# [Records supplied]
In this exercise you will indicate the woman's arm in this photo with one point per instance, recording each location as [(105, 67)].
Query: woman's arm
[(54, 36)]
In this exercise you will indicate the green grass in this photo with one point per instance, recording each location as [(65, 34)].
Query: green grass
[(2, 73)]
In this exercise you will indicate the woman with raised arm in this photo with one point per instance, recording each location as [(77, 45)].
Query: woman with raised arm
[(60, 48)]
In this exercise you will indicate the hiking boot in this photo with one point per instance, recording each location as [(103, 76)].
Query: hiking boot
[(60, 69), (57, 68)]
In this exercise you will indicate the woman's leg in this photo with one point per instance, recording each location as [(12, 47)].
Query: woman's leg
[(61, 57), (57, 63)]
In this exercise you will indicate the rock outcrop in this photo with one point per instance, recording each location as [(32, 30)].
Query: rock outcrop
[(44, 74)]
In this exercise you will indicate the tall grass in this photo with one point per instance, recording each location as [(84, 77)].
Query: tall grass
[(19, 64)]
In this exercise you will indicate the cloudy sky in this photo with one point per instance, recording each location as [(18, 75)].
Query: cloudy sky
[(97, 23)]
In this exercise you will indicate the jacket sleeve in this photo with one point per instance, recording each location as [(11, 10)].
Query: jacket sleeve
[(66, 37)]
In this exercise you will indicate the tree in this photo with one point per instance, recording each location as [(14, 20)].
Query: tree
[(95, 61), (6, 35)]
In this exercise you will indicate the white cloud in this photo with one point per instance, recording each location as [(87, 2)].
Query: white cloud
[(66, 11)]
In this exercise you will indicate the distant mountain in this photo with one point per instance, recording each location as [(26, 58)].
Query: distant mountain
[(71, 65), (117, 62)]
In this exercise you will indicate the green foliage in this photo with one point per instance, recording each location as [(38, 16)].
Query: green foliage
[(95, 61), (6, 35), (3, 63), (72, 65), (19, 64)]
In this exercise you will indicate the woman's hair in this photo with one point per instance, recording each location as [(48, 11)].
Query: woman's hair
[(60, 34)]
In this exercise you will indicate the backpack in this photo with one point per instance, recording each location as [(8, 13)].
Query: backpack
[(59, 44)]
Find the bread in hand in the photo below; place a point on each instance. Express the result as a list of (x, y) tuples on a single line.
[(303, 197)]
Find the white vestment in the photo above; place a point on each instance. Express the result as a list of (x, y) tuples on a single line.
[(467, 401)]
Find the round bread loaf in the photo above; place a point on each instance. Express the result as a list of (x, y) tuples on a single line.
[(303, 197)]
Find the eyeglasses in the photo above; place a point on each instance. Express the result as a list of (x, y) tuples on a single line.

# [Task item]
Write out each entry exactly, and omit nothing.

# [Response to the exercise]
In this exercise you will indicate the woman's arm in this photo with one point per instance, recording each location as [(105, 67)].
Query: woman's arm
[(54, 36)]
In this exercise you will indicate the green grass in this photo with one point per instance, recording each location as [(65, 34)].
Query: green grass
[(2, 73)]
In this exercise you will indicate the woman with raised arm in this photo with one point per instance, recording each location as [(77, 45)].
Query: woman with raised arm
[(60, 48)]
In this exercise you will indicate the hiking boot in this photo with one point per instance, recording each location as [(103, 76)].
Query: hiking boot
[(60, 69), (57, 68)]
In this exercise you will indicate the woman's leg in this photo with one point per instance, recording each location as [(12, 47)].
Query: woman's leg
[(61, 57), (57, 63)]
In this exercise you will indicate the rock outcrop in this photo with one point per instance, recording each location as [(32, 30)].
Query: rock outcrop
[(44, 74)]
In this exercise you will indicate the tall grass in this photo with one point per instance, recording each location as [(84, 77)].
Query: tall grass
[(19, 64)]
In this exercise you will indicate the cloudy sky in this photo with one point per instance, recording each location as [(18, 75)].
Query: cloudy sky
[(97, 23)]
In this exercise you will indicate the jacket sleeve in this photo with one point per instance, recording each location as [(11, 10)].
Query: jacket sleeve
[(66, 37)]
In this exercise you will indicate the tree in this photo with one point per instance, recording each location as [(14, 20)].
Query: tree
[(95, 61), (6, 35)]
In this exercise you will indicate the white cloud in this photo with one point per instance, recording each location as [(87, 2)].
Query: white cloud
[(66, 11)]
In this exercise you will indicate the distant mountain in this photo with one point per instance, recording each location as [(26, 58)].
Query: distant mountain
[(71, 65), (117, 62)]
In this exercise you will indicate the green foliage in this photo with one point per instance, recording each location as [(38, 16)].
Query: green foliage
[(95, 61), (6, 35), (3, 63), (72, 65), (19, 64)]
In this exercise you will indicate the woman's hair in this photo with one point per instance, recording each location as [(48, 11)].
Query: woman's hair
[(60, 34)]
In this exercise you will indicate the backpack in this photo with one point per instance, recording each location as [(8, 13)].
Query: backpack
[(59, 44)]
Find the bread in hand in the photo below; place a point on each instance. Express the result as a list of (x, y) tuples on a single line.
[(303, 197)]
Find the white vestment in the photo above; place a point on each instance. Express the result as a list of (x, y) tuples on a single line.
[(467, 401)]
Find the round bread loaf in the photo above; place a point on each instance. Express the result as a list of (x, y) tuples on a single line.
[(303, 197)]
Find the eyeglasses in the photo above; place a point on each instance. Express the result as a list of (x, y) tuples on a single line.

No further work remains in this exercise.